**Stated exercise:**
Write out word for word everything in the interview about buying antique furniture below, from "We had to go" down to "- Which museum?".

**Text section:**
****************************************

We had to go down, and sometimes one cellar was underneath another even
in those old houses. And we had only candlelight there. Sometimes I
bought things which I couldn't see very well because other things were
before; but it was so cheap, so I tried. I was very lucky. Those were
all great works of art, wonderful things. And I could leave--I paid for
it; it was a kind of confidence. I paid for it and left the furniture
there. Everywhere. Also then I found something in antique shops which
were not very fashionable. I found the most beautiful things--for
instance, six chairs of maple which later the museum wanted to buy. The
owner called me and said, "You know, the museum wants to have the
six...."
- WESCHLER
- Which museum?
- FEUCHTWANGER
- I don't remember.
- WESCHLER
- In Berlin?
- FEUCHTWANGER
- He only said, "The museum." It was probably the state museum or city
museum. He said to me, "The museum wants to buy those chairs. Would you
sell them?" I said, "Of course not. I am glad to have them." So they
said, "Then would you allow that they make copies of them?" And I said,
"I don't even charge for it." [laughter] They were really beautiful
chairs. All that has been lost, of course. But I was so proud of it. And
everywhere they allowed me, when I paid for it, to leave them there
until we had the house finished. So I had not to take care of the
furniture, where to put them, because in our apartment there would not
have been room enough. Also I didn't have any moving van. And it was
very cheap to move, because everybody sent his furniture to my house
because I bought them; in buying a piece of furniture, you also have the
right to [have them] bring the furniture to the house. So our moving was
very cheap this way.

****************************************

**Recorded data:**
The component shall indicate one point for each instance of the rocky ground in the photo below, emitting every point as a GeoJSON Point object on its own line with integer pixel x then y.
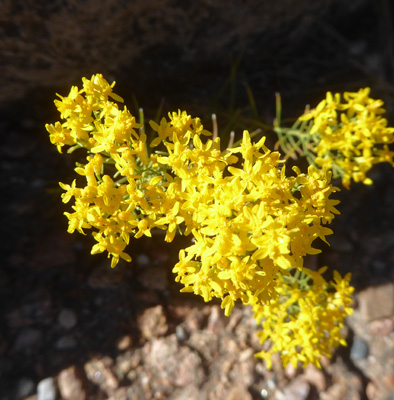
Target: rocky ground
{"type": "Point", "coordinates": [73, 329]}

****************************************

**The answer:**
We had to go down, and sometimes one cellar was underneath another even
in those old houses. And we had only candlelight there. Sometimes I
bought things which I couldn't see very well because other things were
before; but it was so cheap, so I tried. I was very lucky. Those were
all great works of art, wonderful things. And I could leave--I paid for
it; it was a kind of confidence. I paid for it and left the furniture
there. Everywhere. Also then I found something in antique shops which
were not very fashionable. I found the most beautiful things--for
instance, six chairs of maple which later the museum wanted to buy. The
owner called me and said, "You know, the museum wants to have the
six...."
- WESCHLER
- Which museum?